[Work instructions]: Rewrite the records below, substituting "condensed SVG path strings" for each occurrence of "compact SVG path data" and leaving everything else unchanged.

(Outline labeling records)
"""

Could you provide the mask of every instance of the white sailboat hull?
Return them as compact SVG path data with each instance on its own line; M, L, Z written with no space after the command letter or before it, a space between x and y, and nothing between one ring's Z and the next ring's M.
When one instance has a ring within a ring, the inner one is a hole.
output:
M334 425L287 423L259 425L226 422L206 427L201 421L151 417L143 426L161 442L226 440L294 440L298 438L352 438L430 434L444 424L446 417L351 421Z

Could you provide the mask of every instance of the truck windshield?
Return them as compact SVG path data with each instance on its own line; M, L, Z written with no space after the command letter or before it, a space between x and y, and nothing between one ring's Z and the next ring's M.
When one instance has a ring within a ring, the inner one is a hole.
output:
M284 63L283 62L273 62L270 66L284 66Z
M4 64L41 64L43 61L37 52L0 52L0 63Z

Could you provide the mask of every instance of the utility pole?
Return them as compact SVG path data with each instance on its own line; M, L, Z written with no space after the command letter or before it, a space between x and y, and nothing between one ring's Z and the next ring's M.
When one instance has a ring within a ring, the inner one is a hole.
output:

"""

[Output of the exercise]:
Could you provide the mask of every instance of the white sailboat hull?
Return them as condensed SVG path strings with each instance on its own line; M, L, Z written with no space after the command letter or before it, a space between x and y, and nothing between one ring's Z and the next ring's M.
When one instance has a ring within a ring, the inner one is a hole.
output:
M334 425L287 423L259 425L226 422L206 427L201 421L151 417L143 426L161 442L226 440L294 440L298 438L352 438L430 434L444 424L446 417L351 421Z

Could you provide the mask of every instance of the truck windshield?
Return them as condensed SVG path strings with each instance on its own line; M, L, Z written with no space after the command letter or before it, a space between x and y, and nothing between one ring's Z and the next ring's M.
When one instance has a ring within a ring, the inner one is a hole.
output:
M284 63L283 62L273 62L270 66L284 66Z
M4 64L41 64L43 61L37 52L0 52L0 63Z

Could you provide the mask of every instance of the utility pole?
Return them as condensed SVG path strings with each instance on its own line; M, L, Z written with no space after the command letter or before it, a space between x and y, and nothing between one ring's Z and the next ring's M.
When one instance has a ring within a ring, the inner one is a hole.
output:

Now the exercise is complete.